## YOUR INSTRUCTIONS
Please select every line of the records below that contains the word "antenna", and copy each one out. Case counts.
━━━━━━━━━━━━━━━━━━━━
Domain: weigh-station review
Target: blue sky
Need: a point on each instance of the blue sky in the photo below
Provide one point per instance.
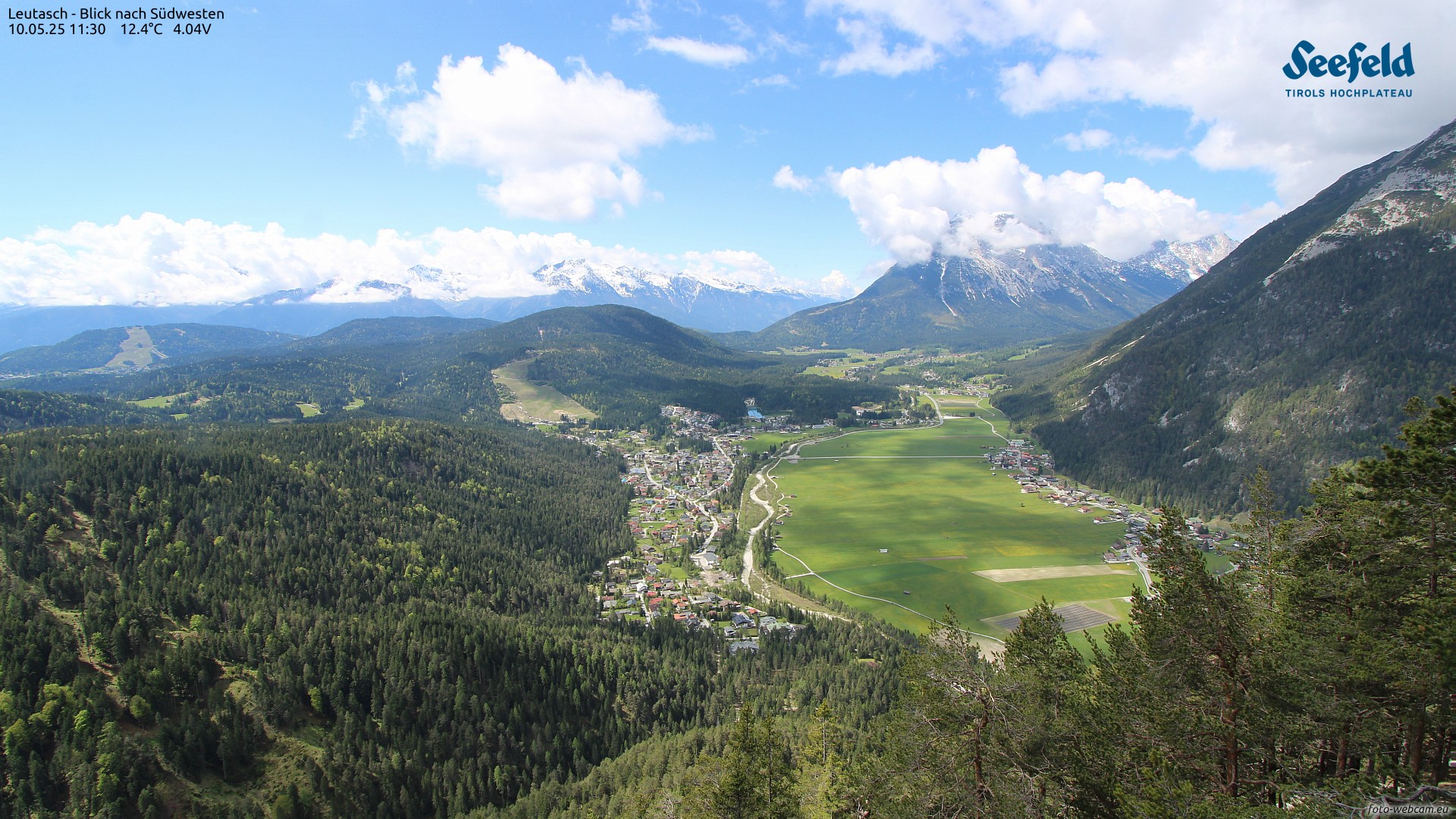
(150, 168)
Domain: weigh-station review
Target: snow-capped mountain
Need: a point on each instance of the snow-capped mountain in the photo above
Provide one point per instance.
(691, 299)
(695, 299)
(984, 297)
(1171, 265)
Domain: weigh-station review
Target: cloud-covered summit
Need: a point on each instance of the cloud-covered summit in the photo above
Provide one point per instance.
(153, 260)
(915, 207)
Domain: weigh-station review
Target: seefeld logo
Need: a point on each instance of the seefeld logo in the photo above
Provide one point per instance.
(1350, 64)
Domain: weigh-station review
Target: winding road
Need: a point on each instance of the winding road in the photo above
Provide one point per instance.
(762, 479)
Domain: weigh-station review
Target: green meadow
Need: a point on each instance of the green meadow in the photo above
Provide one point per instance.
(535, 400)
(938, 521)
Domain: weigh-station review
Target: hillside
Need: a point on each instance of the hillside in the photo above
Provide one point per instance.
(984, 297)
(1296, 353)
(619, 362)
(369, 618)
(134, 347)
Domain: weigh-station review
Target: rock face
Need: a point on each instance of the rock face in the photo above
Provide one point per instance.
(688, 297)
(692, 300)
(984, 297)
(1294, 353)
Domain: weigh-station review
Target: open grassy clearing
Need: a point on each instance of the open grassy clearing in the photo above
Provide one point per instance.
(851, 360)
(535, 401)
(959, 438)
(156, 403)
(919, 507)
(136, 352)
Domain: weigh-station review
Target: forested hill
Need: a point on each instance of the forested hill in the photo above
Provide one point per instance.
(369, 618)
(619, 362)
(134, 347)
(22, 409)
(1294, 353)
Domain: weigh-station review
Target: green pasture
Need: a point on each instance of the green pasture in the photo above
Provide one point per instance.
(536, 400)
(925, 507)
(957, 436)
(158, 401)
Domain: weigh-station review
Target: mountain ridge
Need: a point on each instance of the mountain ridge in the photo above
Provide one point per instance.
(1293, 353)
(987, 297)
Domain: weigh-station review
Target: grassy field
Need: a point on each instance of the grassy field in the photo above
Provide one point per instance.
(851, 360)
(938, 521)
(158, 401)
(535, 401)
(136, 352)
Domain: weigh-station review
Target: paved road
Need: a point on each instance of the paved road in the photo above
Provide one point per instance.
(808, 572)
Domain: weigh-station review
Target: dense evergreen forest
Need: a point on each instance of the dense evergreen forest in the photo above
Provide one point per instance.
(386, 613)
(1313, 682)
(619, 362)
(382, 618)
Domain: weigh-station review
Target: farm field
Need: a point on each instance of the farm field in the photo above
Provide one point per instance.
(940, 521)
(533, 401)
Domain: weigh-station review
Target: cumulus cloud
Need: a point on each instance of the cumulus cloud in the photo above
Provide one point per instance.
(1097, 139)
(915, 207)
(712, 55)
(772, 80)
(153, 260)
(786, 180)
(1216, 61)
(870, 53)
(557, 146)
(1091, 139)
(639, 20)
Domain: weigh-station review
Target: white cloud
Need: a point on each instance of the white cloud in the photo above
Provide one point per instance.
━━━━━━━━━━━━━━━━━━━━
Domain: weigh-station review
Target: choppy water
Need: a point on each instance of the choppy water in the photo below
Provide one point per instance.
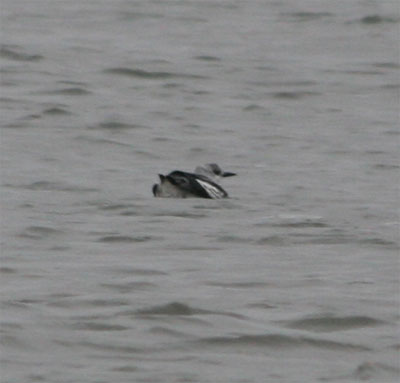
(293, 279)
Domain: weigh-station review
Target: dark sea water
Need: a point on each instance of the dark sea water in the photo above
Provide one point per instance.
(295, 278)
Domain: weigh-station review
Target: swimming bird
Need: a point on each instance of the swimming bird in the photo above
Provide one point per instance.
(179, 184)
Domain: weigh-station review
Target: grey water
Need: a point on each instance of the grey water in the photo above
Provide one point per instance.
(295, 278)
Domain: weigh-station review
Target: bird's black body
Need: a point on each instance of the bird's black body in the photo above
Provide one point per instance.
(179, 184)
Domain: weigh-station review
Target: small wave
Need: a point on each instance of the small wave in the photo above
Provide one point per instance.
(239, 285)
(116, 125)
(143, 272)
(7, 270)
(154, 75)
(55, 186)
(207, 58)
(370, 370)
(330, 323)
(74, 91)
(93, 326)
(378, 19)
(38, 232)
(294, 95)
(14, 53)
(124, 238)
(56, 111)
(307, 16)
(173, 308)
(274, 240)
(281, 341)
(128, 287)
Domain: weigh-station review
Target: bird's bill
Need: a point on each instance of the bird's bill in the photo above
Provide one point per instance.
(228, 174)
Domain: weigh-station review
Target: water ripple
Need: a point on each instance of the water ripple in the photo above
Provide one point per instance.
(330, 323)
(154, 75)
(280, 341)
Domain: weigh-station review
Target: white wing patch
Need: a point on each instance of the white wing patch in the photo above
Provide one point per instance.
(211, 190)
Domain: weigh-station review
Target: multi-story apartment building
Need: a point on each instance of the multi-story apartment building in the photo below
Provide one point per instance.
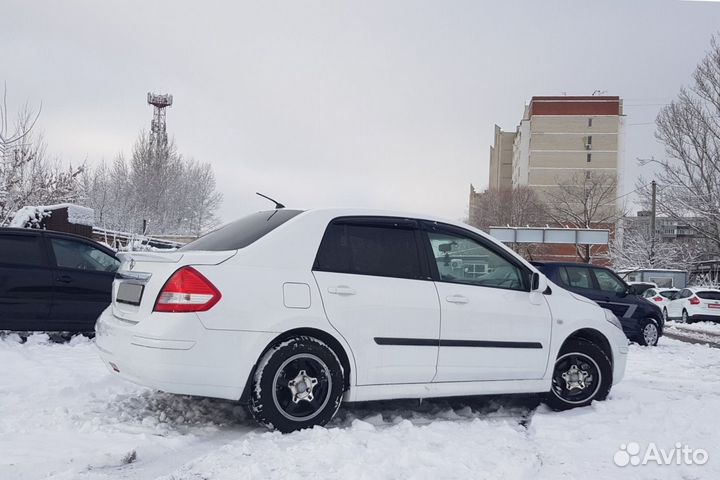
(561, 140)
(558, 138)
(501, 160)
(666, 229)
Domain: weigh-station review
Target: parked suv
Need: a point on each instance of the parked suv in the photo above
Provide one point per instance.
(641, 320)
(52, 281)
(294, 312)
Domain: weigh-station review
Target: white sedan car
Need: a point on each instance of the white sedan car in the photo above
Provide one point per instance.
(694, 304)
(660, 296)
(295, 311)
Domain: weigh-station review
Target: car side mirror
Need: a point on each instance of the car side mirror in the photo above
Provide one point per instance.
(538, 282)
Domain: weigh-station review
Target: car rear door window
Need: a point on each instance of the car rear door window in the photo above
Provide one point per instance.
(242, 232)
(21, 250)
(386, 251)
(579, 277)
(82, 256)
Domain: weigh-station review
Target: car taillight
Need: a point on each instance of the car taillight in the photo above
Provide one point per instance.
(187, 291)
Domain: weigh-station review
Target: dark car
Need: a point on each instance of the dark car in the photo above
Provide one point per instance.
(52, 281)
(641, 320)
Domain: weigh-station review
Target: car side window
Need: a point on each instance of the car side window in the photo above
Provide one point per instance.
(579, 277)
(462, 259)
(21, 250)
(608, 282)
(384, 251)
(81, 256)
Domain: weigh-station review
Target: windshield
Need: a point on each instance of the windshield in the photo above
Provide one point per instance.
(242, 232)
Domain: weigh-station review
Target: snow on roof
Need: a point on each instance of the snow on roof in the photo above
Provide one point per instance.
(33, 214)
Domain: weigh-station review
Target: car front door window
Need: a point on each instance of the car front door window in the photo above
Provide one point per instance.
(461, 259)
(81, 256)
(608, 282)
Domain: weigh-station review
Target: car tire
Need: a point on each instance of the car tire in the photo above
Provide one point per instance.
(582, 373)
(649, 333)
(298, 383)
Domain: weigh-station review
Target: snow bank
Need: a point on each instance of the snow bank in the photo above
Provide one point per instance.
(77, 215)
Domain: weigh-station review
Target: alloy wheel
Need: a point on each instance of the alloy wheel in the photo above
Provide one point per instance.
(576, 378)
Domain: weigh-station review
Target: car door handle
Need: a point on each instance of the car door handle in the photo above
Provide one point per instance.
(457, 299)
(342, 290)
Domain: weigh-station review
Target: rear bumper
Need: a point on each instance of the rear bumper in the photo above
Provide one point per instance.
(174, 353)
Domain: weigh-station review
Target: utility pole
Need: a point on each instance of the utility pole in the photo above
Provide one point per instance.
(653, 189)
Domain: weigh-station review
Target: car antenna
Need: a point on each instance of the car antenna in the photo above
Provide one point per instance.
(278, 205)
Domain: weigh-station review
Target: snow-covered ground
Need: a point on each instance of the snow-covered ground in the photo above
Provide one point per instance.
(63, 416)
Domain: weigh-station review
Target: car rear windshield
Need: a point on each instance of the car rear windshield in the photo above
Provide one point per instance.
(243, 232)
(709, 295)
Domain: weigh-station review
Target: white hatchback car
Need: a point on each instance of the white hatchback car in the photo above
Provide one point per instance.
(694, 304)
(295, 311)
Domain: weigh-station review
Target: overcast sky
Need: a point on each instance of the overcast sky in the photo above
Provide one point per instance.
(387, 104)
━━━━━━━━━━━━━━━━━━━━
## EXERCISE OUTPUT
Target: car antenna
Need: a point on each instance of the car antenna in the photo above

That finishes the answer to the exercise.